Schriftliche Aufgabe a: In welchem Preisbereich sucht Senkay laut der Auswahl einen neuen Gaming-PC?

Auswahl:
-=-=-
# Hilfe mit neuem Gaming PC



## Senkay (11. September 2015)

Hallo zusammen.

Ich möchte mir einen neuen Gaming PC zulegen, hab allerdings leider keine Ahnung was es zu beachten gilt und wäre von daher Froh darüber wenn mir dabei jemand zur Hand gehen könnte.

Sicher wäre es billiger sich selbst einen zusammenzubauen als ein Fertig-Gerät zu bestellen, aber da hab ich auch wieder das Problem das ich keine davon hab welche Teile gut für mich wären oder wie man sie am Ende zusammenschraubt, weswegen ich lieber die Finger davon lassen würde.

Vom Preis her würde ich etwas im Breich 700-1000€ suchen und hoffen, dass man damit etwas anständiges bekommt. Darüber kann man allerdings auch reden; ist nur mal eine erste grobe Preisvorstellung.

 

Auflösung der Games spielt für mich eine geringere Rolle. Grafik is mir relativ egal, aber würde mich nich beschweren wenn ich in höheren Auflösungen spielen kann.

 

Neben Games zocken zeichne ich noch am PC, habe mit meinem alten auch mal versucht über Twitch zu streamen was aber ziemlich laggy war, und will evtl. in Zukunft ein paar Videos bearbeiten (wobei das wohl eher selten der Fall sein wird).

 

Games spiele ich eigentlich von A(dventure) bis Z(ombies) bis auf Renn- und Sportspiele eigentlich alles mögliche:

Tower Defenses wie Dungeon Defenders, Interaktive Filme wie Until Dawn und Point n Clicks wie die Deponia-Reihe, Open-world wie Fallout New Vegas (auf 4 freu ich mich bereits) oder Online wie League of Legends oder alles von Blizzard (Diablo, Starcraft, Hearthstone).

Danke schonmal für jede Hilfe.


----------



## Claut (11. September 2015)

- Wie hoch ist dein Budget für den Rechner?

- Brauchst du außer dem Rechner selbst noch irgendwelche "Teile"? (Bezieht sich auf Peripheriegeräte,Monitore und natürlich Windows)

- Soll der Rechner zusammengebaut bei dir ankommen?

- Möchtest du irgendwelche Teile aus deinem alten Rechner übernehmen?

- In welcher Auflösung soll gespielt werden?

- Welche Spiele sollen gespielt werden?

- In welchen Details möchtest du deine Spiele genießen?

- Hast du vor zu Übertakten?

- Falls der Rechner nicht nur für Spiele gedacht ist - wofür noch? (Videobearbeitung,zum Musik machen/erstellen,usw.)

- Welche anderen relevanten Informationen möchtest du noch mitteilen?

 

 

 

http://forum.buffed.de/index.php/to...ainschkes-august-2015-aktualisiert-am-260715/

 

Wäre schon einmal die Erste Anlaufstelle für dich. Ließ dich ein, und Melde dich, wenn Du fragen oder Wünsche hast.


----------



## Senkay (11. September 2015)

Danke, hatte den Thread schon gesehen und versucht die Fragen zu beantworten. Habe es noch etwas editiert und erweitert.
-=-=-
Angezeigte Auflistung:
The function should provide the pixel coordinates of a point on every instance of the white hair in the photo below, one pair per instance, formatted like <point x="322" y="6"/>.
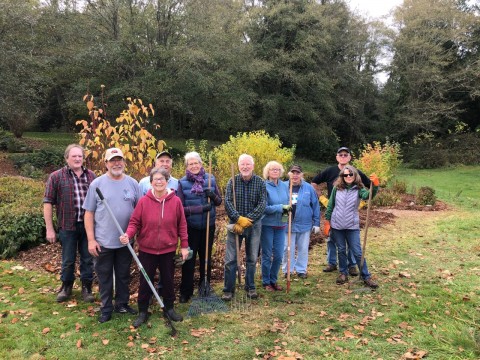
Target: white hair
<point x="193" y="155"/>
<point x="245" y="157"/>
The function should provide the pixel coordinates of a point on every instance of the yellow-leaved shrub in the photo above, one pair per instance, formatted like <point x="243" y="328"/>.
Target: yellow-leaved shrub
<point x="382" y="160"/>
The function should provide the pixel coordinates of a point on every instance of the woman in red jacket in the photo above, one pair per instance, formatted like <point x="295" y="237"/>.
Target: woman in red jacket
<point x="158" y="220"/>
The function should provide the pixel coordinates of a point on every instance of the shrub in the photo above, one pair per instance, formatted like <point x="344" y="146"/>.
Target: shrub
<point x="386" y="197"/>
<point x="380" y="159"/>
<point x="259" y="144"/>
<point x="21" y="215"/>
<point x="426" y="196"/>
<point x="130" y="134"/>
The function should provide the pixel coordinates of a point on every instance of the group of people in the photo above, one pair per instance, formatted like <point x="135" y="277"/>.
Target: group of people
<point x="163" y="214"/>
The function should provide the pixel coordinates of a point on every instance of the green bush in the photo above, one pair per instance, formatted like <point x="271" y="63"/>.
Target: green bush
<point x="426" y="196"/>
<point x="386" y="197"/>
<point x="21" y="216"/>
<point x="380" y="159"/>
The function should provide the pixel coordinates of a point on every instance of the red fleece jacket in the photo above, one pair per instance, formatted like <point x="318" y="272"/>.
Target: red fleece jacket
<point x="158" y="224"/>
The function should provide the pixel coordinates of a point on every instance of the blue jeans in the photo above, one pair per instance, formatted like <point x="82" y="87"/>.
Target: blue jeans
<point x="300" y="240"/>
<point x="332" y="254"/>
<point x="73" y="241"/>
<point x="352" y="238"/>
<point x="273" y="243"/>
<point x="109" y="261"/>
<point x="252" y="245"/>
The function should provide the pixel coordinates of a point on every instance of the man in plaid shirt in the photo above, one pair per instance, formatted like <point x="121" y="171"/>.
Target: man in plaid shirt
<point x="250" y="199"/>
<point x="66" y="190"/>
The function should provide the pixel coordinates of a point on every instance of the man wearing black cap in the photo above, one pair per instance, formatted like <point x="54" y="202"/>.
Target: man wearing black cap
<point x="162" y="160"/>
<point x="328" y="176"/>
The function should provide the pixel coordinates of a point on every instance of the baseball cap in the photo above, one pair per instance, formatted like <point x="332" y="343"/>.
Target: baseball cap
<point x="113" y="152"/>
<point x="163" y="153"/>
<point x="343" y="148"/>
<point x="296" y="168"/>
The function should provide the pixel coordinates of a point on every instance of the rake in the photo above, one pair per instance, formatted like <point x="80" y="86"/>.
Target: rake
<point x="207" y="301"/>
<point x="240" y="302"/>
<point x="289" y="237"/>
<point x="173" y="331"/>
<point x="364" y="247"/>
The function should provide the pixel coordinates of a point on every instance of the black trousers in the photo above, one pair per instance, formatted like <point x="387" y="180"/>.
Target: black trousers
<point x="108" y="261"/>
<point x="197" y="242"/>
<point x="151" y="263"/>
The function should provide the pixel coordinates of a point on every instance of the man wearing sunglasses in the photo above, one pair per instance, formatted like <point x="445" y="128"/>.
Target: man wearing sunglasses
<point x="162" y="160"/>
<point x="328" y="176"/>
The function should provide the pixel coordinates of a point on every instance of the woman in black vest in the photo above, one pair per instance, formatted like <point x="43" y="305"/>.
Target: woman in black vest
<point x="198" y="199"/>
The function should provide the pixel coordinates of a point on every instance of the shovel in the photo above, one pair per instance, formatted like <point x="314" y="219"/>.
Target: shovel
<point x="173" y="331"/>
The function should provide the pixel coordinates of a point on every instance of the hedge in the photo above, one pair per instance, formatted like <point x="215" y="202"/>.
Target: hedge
<point x="21" y="215"/>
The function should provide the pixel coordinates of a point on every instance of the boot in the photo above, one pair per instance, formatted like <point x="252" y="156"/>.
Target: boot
<point x="65" y="291"/>
<point x="170" y="313"/>
<point x="87" y="295"/>
<point x="141" y="319"/>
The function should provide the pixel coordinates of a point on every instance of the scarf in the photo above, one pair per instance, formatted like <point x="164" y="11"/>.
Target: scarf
<point x="197" y="187"/>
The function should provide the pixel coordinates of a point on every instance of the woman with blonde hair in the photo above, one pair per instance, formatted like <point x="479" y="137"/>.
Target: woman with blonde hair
<point x="273" y="225"/>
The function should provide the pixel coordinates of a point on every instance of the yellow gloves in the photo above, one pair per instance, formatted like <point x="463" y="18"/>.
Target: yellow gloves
<point x="326" y="228"/>
<point x="244" y="222"/>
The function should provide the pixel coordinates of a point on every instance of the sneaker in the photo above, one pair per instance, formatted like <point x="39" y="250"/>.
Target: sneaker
<point x="104" y="317"/>
<point x="353" y="271"/>
<point x="227" y="296"/>
<point x="125" y="309"/>
<point x="252" y="294"/>
<point x="342" y="279"/>
<point x="370" y="283"/>
<point x="330" y="268"/>
<point x="184" y="299"/>
<point x="277" y="287"/>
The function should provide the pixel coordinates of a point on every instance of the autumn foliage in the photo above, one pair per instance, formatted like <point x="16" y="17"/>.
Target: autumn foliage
<point x="382" y="160"/>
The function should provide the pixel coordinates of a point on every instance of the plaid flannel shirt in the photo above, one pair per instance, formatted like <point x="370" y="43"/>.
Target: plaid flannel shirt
<point x="251" y="198"/>
<point x="62" y="192"/>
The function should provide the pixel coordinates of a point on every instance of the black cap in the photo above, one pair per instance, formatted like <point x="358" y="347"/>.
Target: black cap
<point x="343" y="148"/>
<point x="296" y="168"/>
<point x="163" y="153"/>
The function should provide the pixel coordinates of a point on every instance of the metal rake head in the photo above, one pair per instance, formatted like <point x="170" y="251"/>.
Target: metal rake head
<point x="206" y="305"/>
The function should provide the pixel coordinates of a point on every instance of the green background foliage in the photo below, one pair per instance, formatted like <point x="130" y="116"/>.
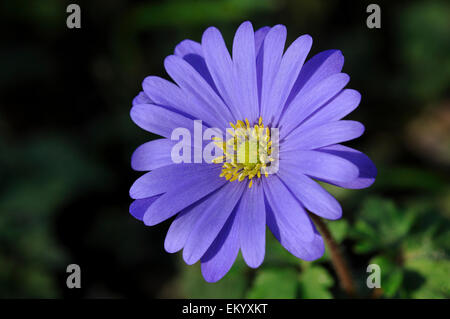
-=-=-
Schriftliche Aufgabe b: Gib bitte die Zeilen der Auflistung von der Zeile mit „of the metal“ bis einschließlich der letzten Zeile der Auflistung unverändert aus, ohne die Bilder.

Vollständige Antwort a: Im Bereich von 700 bis 1000 €.

Vollständige Antwort b:
The function should provide the pixel coordinates of a point on every instance of the metal rake head in the photo above, one pair per instance, formatted like <point x="170" y="251"/>.
Target: metal rake head
<point x="206" y="305"/>
The function should provide the pixel coordinates of a point on every instance of the green background foliage in the photo below, one pair per instance, formatted like <point x="130" y="116"/>.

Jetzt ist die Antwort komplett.